*Page text*:
-------

= Michael Trujillo =

American physician and director of Indian Health Service (born 1944)

Michael H. Trujillo (born 1944) is an American physician who was the first full-blooded Indigenous person to serve as the director of the Indian Health Service (IHS), a division of the United States Department of Health and Human Services focused on the health of American Indians and Alaskan Natives.

==Biography==
Michael H. Trujillo was born in 1944, to Ruchanda (née Paisano) and Miguel Trujillo.
 He and his older sister, Josephine Waconda, were enrolled as members of their mother's tribe, the Pueblo of Laguna. Their father was enrolled at the Pueblo of Isleta.

== Education ==
Trujillo was the first Indigenous person to graduate from the University of New Mexico School of Medicine, where he earned his undergraduate and graduate degrees, including his M.D. and M.S. Trujillo earned a bachelor's degree in biology in 1966, a BA degree in history and political science in 1967, a master's degree in microbiology and biochemistry in 1970, and his MD degree in 1974. He stayed at the University of New Mexico to serve as an intern and a resident in their medical school.

-------

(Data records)
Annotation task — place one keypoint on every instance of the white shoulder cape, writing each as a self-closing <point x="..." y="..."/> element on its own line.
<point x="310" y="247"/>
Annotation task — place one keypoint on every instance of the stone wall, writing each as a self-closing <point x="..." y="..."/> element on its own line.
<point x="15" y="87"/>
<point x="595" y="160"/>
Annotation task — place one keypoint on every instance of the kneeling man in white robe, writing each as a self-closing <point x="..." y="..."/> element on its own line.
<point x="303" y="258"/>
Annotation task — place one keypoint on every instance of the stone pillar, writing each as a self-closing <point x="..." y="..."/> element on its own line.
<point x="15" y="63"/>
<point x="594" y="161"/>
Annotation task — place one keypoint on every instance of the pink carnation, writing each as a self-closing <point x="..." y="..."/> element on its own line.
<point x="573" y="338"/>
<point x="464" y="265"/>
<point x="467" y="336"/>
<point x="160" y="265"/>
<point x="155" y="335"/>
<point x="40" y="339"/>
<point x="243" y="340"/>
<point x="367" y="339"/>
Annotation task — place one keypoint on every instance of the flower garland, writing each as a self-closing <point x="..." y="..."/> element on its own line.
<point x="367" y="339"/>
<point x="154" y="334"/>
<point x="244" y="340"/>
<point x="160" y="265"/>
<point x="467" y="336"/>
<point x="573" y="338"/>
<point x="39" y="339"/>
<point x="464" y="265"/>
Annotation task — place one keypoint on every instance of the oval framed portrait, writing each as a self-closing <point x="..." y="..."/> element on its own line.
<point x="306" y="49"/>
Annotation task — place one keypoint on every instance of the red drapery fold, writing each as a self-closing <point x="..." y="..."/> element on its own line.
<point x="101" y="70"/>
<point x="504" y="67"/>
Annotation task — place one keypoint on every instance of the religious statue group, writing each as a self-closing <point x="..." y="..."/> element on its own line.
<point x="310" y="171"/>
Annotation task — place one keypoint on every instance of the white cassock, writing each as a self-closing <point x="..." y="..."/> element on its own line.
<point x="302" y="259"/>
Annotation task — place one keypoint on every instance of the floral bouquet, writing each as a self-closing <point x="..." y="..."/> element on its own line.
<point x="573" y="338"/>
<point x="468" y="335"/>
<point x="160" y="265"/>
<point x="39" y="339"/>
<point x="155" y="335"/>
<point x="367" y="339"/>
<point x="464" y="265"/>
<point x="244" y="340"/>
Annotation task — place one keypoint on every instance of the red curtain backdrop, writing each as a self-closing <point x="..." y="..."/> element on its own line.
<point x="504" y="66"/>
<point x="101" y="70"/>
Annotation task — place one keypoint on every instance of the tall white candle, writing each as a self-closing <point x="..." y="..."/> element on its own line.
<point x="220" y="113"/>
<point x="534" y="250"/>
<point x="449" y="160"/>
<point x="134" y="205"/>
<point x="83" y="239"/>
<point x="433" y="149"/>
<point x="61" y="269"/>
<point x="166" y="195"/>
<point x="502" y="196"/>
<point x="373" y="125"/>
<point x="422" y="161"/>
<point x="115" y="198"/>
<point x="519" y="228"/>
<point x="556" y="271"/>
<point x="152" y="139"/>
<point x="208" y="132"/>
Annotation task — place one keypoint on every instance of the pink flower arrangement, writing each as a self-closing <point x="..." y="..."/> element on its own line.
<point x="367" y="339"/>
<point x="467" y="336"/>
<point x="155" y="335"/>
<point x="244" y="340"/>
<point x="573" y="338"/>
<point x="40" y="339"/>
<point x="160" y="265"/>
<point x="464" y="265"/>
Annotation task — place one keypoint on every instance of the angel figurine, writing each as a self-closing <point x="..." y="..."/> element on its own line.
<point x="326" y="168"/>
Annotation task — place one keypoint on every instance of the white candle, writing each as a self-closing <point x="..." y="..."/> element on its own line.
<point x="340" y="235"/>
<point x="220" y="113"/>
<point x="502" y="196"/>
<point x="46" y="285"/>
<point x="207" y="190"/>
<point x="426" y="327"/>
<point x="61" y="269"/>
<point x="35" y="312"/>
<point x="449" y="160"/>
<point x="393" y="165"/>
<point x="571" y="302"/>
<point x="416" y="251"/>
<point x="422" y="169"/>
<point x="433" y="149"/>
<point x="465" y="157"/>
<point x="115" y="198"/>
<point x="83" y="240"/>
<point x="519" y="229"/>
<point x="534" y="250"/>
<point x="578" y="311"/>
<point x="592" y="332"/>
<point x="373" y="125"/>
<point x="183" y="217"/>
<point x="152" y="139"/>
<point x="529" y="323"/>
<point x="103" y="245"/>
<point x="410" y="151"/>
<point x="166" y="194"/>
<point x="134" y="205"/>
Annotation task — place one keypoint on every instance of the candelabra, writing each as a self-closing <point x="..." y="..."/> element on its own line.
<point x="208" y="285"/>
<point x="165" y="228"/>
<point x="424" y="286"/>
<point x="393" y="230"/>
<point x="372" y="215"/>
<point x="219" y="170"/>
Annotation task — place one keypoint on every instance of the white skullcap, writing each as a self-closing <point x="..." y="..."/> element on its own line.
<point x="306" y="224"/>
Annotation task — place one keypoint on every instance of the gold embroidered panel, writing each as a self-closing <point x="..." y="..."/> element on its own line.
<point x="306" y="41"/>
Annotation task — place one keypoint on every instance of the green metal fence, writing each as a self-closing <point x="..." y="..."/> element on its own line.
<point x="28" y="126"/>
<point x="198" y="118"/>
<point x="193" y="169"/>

-------

*Activity*:
Print verbatim the passage of the Michael Trujillo article starting at "American physician and" and ending at "Pueblo of Isleta.".

*Result below*:
American physician and director of Indian Health Service (born 1944)

Michael H. Trujillo (born 1944) is an American physician who was the first full-blooded Indigenous person to serve as the director of the Indian Health Service (IHS), a division of the United States Department of Health and Human Services focused on the health of American Indians and Alaskan Natives.

==Biography==
Michael H. Trujillo was born in 1944, to Ruchanda (née Paisano) and Miguel Trujillo.
 He and his older sister, Josephine Waconda, were enrolled as members of their mother's tribe, the Pueblo of Laguna. Their father was enrolled at the Pueblo of Isleta.